▸ **EXERCISE TEXT**:
--------------------
Carter said he was seeking from Congress a relaxation of the strict timelines that dictate how long an officer can stay in one rank before promotion to the next to avoid penalizing officers who decide to pursue graduate degrees or take "non-traditional" career paths. He recommended allowing the services to defer promotion boards for such officers.

Carter cited the example of Army Lt. Joseph Riley to bolster his argument for more flexibility in the "up-or-out" system.

Riley was a Rhodes Scholar and the nation's top ROTC cadet in 2013, but "because he spent two years at Oxford instead of holding the typical military jobs expected of the Army's junior officers, the system almost didn't promote him, and in fact was on track to separate him from the military entirely" until the Army intervened on his behalf, Carter said.

"We can't have a system that inadvertently almost kicks out a Rhodes Scholar just because the calendar tells us to," he said. "A Ph.D., a Masters, or another experience or form of advanced training doesn't make for a diverted warrior -- it makes for a smarter warrior."

Carter sought to portray many of the proposed changes as coming from the services themselves, rather than the Pentagon's bureaucracy, to give them a better chance in Congress.
--------------------
▸ **DATA EXTRACTS**:
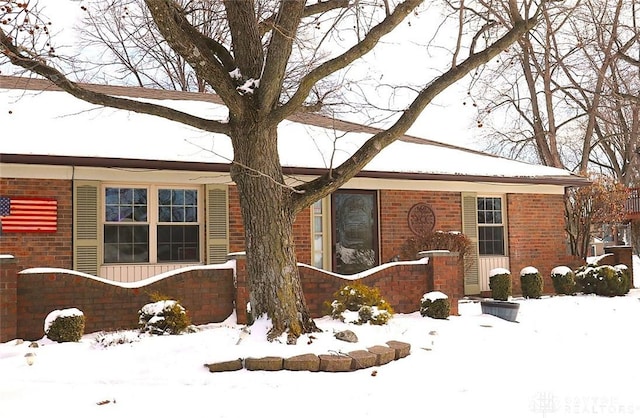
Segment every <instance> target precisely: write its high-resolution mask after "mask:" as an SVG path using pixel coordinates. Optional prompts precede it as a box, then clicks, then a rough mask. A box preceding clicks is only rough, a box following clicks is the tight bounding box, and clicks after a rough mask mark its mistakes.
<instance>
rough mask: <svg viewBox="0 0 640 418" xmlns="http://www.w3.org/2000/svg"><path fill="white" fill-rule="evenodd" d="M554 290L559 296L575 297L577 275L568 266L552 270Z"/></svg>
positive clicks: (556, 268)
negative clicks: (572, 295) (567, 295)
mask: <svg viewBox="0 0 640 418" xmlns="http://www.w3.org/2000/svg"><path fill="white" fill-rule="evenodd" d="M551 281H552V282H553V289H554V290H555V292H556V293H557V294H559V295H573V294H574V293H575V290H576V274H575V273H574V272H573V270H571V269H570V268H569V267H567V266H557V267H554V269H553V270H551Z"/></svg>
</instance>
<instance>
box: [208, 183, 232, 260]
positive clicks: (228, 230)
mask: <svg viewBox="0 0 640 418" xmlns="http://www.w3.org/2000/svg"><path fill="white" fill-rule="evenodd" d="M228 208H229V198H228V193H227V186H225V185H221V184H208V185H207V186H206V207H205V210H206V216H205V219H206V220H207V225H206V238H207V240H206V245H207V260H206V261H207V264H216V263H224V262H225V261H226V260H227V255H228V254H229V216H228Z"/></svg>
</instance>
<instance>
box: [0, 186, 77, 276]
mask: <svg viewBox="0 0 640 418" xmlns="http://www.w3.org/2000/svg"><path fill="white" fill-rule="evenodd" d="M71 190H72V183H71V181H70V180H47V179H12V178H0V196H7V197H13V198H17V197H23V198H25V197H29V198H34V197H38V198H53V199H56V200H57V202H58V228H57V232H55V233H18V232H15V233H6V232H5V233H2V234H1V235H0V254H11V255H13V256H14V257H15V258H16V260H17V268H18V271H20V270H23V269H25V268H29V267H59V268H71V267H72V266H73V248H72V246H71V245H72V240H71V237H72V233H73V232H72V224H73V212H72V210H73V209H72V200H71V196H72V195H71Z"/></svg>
--------------------
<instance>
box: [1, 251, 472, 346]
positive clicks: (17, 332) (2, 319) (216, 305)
--------------------
▸ **TASKS TO PERFORM**:
1. For each statement below, say whether it agrees with the passage on officer promotions, answering yes or no and quoting the words of the passage that decide it.
(a) Carter recommended letting the services defer promotion boards for officers who pursue graduate degrees or non-traditional career paths.
(b) Riley spent three years at Oxford.
(c) Carter portrayed many of the proposed changes as coming from the Pentagon's bureaucracy.
2. Extract the wording of the passage on officer promotions from "Carter said he" to "for such officers.".
3. According to the passage on officer promotions, why did Carter present many of the proposed changes as coming from the services themselves?

▸ **PROBLEM SOLUTIONS**:
1.
(a) Yes: "He recommended allowing the services to defer promotion boards for such officers."
(b) No: "because he spent two years at Oxford"
(c) No: "as coming from the services themselves, rather than the Pentagon's bureaucracy"

2.
Carter said he was seeking from Congress a relaxation of the strict timelines that dictate how long an officer can stay in one rank before promotion to the next to avoid penalizing officers who decide to pursue graduate degrees or take "non-traditional" career paths. He recommended allowing the services to defer promotion boards for such officers.

3. He did so to give the changes a better chance in Congress.